*Page text*
P.S. Do you like street art and graffiti? Check our a sampling of the visual feast you’ll see on our tours!


MUSEUMS: Off-the-Beaten-Track Finds in NYC

There are the Met and the MoMA, of course. And the Whitney, the Guggenheim and the Brooklyn Museum, which has raised its visibility and stature in recent years. But, plenty of other museums in New York City exist that are worth a visit. It’s not easy to ferret out what institutions are here, when they are open and where to find them, so we’ve put together this guide of some of the most interesting, important, and off-beat museums to seek out.




Band in front of MoRUS

Reclaim it, people!

MoRUS, the Museum of Urban Reclaimed Space, is an effort of love, a small historical museum of grassroots activism run by volunteers. MoRUS documents “efforts to create community spaces on the Lower East Side, especially those that ‘reclaim’ space that has been taken over by city bureaucracies or corporations.” MoRUS also has exhibitions and educates about the “political implications of how social structures shape and control our space and take a long-term historical perspective on how the urban landscape evolves through cycles.” If you want to see NYC through the eyes of a LES (Lower East Side) activist, the Museum of Urban Reclaimed Space is the place for you! Located on the LES at 155 Avenue C (at E 10th Street), MoRUS asks for a $5 donation. Closed on Mondays, the museum is open 11AM-7PM Tuesday and Thursday-Sun and 11AM-3PM on Wednesdays.




I found the Skyscraper Museum when I was making a NYC itinerary for friends from Copenhagen who are into architecture and engineering. It’s a cool place, billing itself as “the world’s first and foremost vertical metropolis” with lots of engineering history, urban planning information, design esoterica, and architectural models and displays to view – and you don’t have to strain your neck in the process! The Skyscraper Museum is located in Battery Park in lower Manhattan at 39 Battery Place. Museum and hours are 12-6 PM, Wednesday-Sunday. General admission is $5, $2.50 for students and seniors and all galleries and facilities are wheelchair accessible.




Leslie Lohman Museum Logo

Founded as a non-profit foundation in 1987 by Charles W. Leslie and Fritz Lohman

A good choice for anyone with an interest LGBTQ art and history, the Leslie-Lohman Museum of Gay and Lesbian Art is the prime forum in NYC for preserving and exhibiting LGBTQ art and artists. Located in SoHo, Leslie-Lohman, not only exhibits artwork, but also puts on plays, hosts storytelling series, film screenings, readings, and other LGBTQ-related events. The space houses a permanent collection comprised of 30,000 objects dating back to the 1600s. These two collections are stored in five locations and have been professionally cataloged and preserved. Located at 26 Wooster Street (between Grand and Canal Streets), the Leslie-Lohman Museum of Gay and Lesbian Art is open 12AM-6PM, Tuesday-Sunday
12-8PM on Thursday, and closed on Mondays and all major holidays. Admission to Leslie-Lohman is free and the museum gallery is fully wheelchair accessible.

*What this exercise asks*
• a. Using the guide to off-the-beaten-track NYC museums, decide whether each statement agrees with it. Answer yes or no, and quote the words that settle it.
(i) MoRUS is run by volunteers.
(ii) The Skyscraper Museum is open on Mondays.
(iii) Admission to the Leslie-Lohman Museum of Gay and Lesbian Art is free.
• b. According to the guide to off-the-beaten-track NYC museums, why was the guide put together? Answer in one to three sentences.
• c. Extend the guide to off-the-beaten-track NYC museums, picking up right after its last sentence.

*Dataset records about object locations*
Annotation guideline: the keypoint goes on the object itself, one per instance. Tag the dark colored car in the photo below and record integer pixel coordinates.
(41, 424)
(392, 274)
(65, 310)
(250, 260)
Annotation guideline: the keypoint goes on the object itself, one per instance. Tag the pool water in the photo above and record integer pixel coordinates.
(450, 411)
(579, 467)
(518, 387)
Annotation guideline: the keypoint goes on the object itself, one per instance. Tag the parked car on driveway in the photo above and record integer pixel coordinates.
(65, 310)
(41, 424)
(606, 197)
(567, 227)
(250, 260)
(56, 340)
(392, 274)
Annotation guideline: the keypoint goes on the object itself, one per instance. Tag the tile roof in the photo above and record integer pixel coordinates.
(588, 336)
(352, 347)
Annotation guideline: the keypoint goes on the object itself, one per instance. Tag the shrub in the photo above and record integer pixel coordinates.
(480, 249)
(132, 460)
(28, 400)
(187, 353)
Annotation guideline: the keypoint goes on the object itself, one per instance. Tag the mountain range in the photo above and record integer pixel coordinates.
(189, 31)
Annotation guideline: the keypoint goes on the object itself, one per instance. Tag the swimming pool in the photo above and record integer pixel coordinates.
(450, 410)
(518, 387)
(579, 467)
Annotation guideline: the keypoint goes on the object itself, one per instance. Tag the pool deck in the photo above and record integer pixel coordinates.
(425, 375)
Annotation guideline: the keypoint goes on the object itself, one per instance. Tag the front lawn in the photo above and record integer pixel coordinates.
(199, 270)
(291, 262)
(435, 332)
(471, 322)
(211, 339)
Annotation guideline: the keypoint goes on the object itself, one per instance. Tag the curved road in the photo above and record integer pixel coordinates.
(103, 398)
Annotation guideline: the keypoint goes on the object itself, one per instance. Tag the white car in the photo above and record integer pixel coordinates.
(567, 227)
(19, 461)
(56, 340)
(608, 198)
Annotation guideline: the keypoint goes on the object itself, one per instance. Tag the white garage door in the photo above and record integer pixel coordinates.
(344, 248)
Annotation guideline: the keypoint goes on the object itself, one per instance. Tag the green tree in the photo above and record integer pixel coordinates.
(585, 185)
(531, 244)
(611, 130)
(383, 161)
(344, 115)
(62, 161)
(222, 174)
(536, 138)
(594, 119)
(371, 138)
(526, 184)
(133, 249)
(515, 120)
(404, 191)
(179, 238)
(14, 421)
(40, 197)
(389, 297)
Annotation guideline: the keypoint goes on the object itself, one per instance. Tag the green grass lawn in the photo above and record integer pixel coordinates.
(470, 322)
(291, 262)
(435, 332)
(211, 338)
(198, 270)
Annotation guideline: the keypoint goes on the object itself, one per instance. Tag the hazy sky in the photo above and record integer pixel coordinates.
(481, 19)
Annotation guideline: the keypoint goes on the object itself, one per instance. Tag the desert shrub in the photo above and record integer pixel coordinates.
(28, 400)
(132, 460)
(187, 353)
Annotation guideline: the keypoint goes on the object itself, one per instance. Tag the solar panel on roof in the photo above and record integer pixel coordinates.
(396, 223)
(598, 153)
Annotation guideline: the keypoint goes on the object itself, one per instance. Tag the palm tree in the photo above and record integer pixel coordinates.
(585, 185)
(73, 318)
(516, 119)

*Response list*
• a.
(i) Yes: "a small historical museum of grassroots activism run by volunteers."
(ii) No: "Museum and hours are 12-6 PM, Wednesday-Sunday."
(iii) Yes: "Admission to Leslie-Lohman is free."

• b. The guide exists because it's not easy to figure out what museums there are in New York City, when they are open and where to find them. So the writers compiled a guide to some of the most interesting, important and off-beat museums to seek out.

• c.
Collage of Images

The Pop Up is also a community partner of Riot Grrrl Ink, the largest queer label in the world.

For a more grassroots perspective on LGBTQ art, history and activism, check out the offerings of the Pop-Up Museum of Queer History. I’ve seen some amazing exhibitions at this museum, which pops up at various locations. Their website states, “The Pop-Up Museum of Queer History is a grassroots organization that transforms spaces into temporary installations dedicated to celebrating the rich, long, and largely unknown histories of lesbian, gay, bisexual, and transgender people. We believe that our community – and especially our youth – deserve to know our history. If you don’t know you have a past, how can you believe you have a future?” Check out The Pop-Up Museum of Queer History’s Facebook page for current information.




Peace Symbol

Peace Here Now

The Peace Museum NY is not quite yet a reality, at least not in a physical, bricks and mortar sense. But its stated mission, to use participatory “arts, community, public space, positivity, and joyful events to shift our global value system to one of love, compassion, generosity and inclusion, inspiring all to find peace in their own hearts in order to create, celebrate and share peace in our world, now,” is certainly a reality! The organization sponsors regular bike rides to places of peace and does, indeed inspire. Find the Peace Museum NY on its website and on Facebook, where new events are added all the time.




Civil Rights Activists

Civil Rights Activists

Geared toward global activism with a Black Feminist focus, the Museum of Women’s Resistance (MoWRe), according to its Facebook description, puts on “year-round exhibitions and programs that include historical and contemporary objects, as well as commissioned art, sculptures, textiles, and pottery. Video and sound stations provide selections from historical and contemporary interviews, literature, proverbs, prayers, folk tales, songs, and oral epics from the African continent as well as the African Diaspora. MoWRe has a special focus on promoting Transnational as well as Black Feminist histories and traditions, and is especially interested in promoting women’s demonstrated capacity to reach across chasms of race, class, sexual orientation, geography, and religion to mount resistance and build movements for social justice. Located at 279 Empire Blvd (between Rogers and Nostrand Avenues) in Crown Heights, Brooklyn, the Museum of Women’s Resistance is open 10:30AM-5:30PM Monday through Friday. Entrance fees are as follows: Adults, $7, Seniors & Students, $5, while children get in FREE.




Skeletons and Portraits

Exploring the intersections of death, beauty and that which falls between the cracks.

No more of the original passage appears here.